§ **Excerpted text**
▬▬▬
What is TACEO:Proof?

TACEO:Proof is an MPC + coSNARK network that enables developers to offload Groth16 proof generation from browsers and mobile devices. Clients submit encrypted input shares and a short-lived voucher, and receive back a standard ZK proof, verifiable by existing verifiers, with no single party in the network seeing the full witness.

Key terminology

  • CCL (Cryptographic Coordination Layer): Orchestrates jobs, manages vouchers and blueprints, dispatches work via gRPC and collects proofs.
  • Node Provider: Provides computation power to the network by running CSEs. For every coSNARK a randomly selected collection of Node Providers computes the coSNARK.
  • CSE (coSNARK Engine): Dockerised binary that connects peer-to-peer over TCP, executes the MPC + SNARK circuit, and produces proof shares. A single Node Provider can host multiple CSEs for scalability.
  • Blueprint: A circuit definition plus proving/verification keys.
  • Voucher: A permit generated by the CCL on behalf of a blueprint creater, that authorises a specific blueprint and usage limits.
  • MPC (Multiparty Computation): Secret-shares inputs across nodes to compute functions without revealing private data.
  • coSNARK: A SNARK prover embedded in an MPC protocol - multiple parties jointly generate a succinct proof.

High-level architecture

  1. Client packages inputs (with or without local witness extension), encrypts shares under the selected Node Provider's public keys, and calls the CCL.
  2. CCL verifies the voucher, writes a job record, and notifies the Node Providers.
  3. CSEs receive the job via gRPC, form an MPC group over TCP, run the full SNARK circuit inside MPC, assemble the Groth16 proof, and hand it back to the CCL.
  4. CCL gathers the final proof, verifies node signatures, stores the result, and returns it to the client.
▬▬▬
Location labeling records
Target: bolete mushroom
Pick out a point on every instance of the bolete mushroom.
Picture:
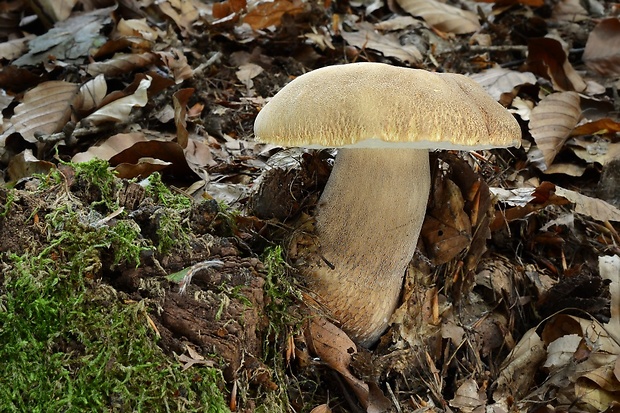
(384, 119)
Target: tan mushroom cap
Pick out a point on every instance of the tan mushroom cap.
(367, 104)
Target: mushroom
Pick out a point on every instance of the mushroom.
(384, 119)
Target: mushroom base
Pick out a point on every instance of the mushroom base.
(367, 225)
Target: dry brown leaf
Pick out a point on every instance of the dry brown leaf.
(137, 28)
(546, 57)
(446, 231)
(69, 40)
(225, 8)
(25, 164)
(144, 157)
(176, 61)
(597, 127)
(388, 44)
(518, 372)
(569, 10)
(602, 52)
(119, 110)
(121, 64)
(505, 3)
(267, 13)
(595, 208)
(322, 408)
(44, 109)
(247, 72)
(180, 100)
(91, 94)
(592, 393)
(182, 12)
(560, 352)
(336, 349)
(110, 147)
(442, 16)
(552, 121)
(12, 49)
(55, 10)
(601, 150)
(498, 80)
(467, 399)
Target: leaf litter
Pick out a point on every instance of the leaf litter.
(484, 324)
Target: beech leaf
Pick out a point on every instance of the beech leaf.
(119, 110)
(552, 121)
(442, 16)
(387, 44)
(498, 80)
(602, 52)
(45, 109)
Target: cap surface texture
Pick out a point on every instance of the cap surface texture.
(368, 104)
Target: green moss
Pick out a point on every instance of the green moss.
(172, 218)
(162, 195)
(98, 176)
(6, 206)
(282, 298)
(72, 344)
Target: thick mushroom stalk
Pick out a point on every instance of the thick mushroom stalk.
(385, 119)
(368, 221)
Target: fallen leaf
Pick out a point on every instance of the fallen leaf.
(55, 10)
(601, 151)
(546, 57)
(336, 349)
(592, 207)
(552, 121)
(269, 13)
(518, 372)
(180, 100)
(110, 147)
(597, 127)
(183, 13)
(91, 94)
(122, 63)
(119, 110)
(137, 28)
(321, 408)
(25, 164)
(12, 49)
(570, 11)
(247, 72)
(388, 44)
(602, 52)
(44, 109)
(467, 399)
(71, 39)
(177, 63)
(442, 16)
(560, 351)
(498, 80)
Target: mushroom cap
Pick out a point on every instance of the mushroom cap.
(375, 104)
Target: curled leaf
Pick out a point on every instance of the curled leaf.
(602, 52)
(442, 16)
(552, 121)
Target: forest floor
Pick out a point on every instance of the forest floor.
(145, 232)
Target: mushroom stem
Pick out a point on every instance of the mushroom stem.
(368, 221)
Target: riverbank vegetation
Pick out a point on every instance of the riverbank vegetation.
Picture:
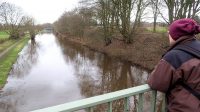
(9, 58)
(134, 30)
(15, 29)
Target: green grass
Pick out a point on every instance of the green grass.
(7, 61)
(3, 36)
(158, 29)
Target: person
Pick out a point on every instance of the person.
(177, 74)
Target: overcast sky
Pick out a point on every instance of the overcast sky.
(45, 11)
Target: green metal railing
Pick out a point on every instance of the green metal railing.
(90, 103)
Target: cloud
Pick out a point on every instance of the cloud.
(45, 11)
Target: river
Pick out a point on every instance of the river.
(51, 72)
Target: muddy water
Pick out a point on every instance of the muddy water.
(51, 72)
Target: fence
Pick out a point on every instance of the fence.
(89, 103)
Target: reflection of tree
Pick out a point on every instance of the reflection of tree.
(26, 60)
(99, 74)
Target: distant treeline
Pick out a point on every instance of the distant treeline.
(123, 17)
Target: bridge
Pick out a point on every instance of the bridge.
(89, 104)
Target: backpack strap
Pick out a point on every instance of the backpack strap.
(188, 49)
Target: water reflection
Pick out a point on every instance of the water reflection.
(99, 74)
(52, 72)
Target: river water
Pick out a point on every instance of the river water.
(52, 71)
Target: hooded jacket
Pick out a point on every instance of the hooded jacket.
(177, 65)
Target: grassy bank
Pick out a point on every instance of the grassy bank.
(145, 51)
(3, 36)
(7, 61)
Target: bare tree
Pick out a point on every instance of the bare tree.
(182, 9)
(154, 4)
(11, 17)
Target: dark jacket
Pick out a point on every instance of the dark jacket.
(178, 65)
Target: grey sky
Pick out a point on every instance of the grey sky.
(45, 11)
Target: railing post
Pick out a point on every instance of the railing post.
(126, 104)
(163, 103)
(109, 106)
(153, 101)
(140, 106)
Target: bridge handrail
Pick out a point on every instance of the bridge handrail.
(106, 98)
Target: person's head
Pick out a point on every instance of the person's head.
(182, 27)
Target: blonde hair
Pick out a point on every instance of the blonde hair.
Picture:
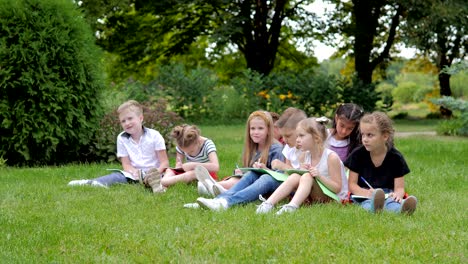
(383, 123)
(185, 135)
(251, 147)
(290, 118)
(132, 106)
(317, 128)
▬▬▬
§ **To-do list**
(1) Translate this sentence from the TACEO:Proof overview into Spanish: "A single Node Provider can host multiple CSEs for scalability."
(2) In one to three sentences, explain how the TACEO:Proof overview says a proof can be produced without any single party in the network seeing the full witness.
(3) Continue the TACEO:Proof overview after its fourth architecture step.

§ **Results by task**
(1) Un solo proveedor de nodos puede alojar varios CSE para lograr escalabilidad.

(2) The client encrypts its input shares under the selected Node Providers' public keys. The CSEs then run the full SNARK circuit inside MPC, which secret-shares inputs across nodes so functions are computed without revealing private data.

(3)
actors

Proof flow summary

  • Client-side witness extension: you compute the full witness locally, then secret-share and submit, or,
  • MPC-side witness extension: secret-share inputs only; the network extends the witness during MPC.
  • One API call: replace prove() with a single network invocation.
  • Sub-second turnaround: typical proofs (2162^{16} constraints) return take \approx 500 ms.
  • Groth16: byte-identical proofs for seamless verifier compatibility.

How it works

  1. Request set of Node Providers

    The client gives you the ability to request a set of 3 distinct Node Providers of TACEO:Proof. You receive the Node Providers with their ids, encryption keys and verification keys. You should request a new set of Node Providers for each coSNARK job to decrease waiting times. We do not recommend to use the same Node Providers over a longer period of time. But you may cache them temporarily if you're planning to submit additional proofs soon after. Just be aware that Node Providers can go offline — if a cached key is stale, your request will fail at scheduling time.

    💡 If you're submitting multiple proofs at once, you can reuse the same set of Node Providers across jobs. This reduces the number of HTTP calls and enables you to encrypt in parallel.

  2. Schedule a coSNARK Job on the TACEO:Proof Network

    To schedule a job you must provide the unique identifier of the blueprint that you want to use. In the client, the private inputs (Extended Witness or Inputs to Witness Extension, depends on the job type) get secret-shared and encrypted using the Node Providers' public keys (encryption keys). The client then schedules the coSNARK job and uploads the encrypted shares to TACEO:Proof where the job gets send to nodes that compute the proof with Multi-Party Computation (MPC). In response you receive a unique identifier for this job. All of this is handled by the client libraries, you just need to call the provided functions.

  3. Fetch coSNARK Job Results

    Using the received unique identifier, you can subscribe to receive the results of a coSNARK job via a WebSocket connection. By calling the provided functions you can wait for the results without needed to do any manual polling. The returned results include the proofs which are signed by the Node Providers. You can use the initially received verification keys to verify the signatures.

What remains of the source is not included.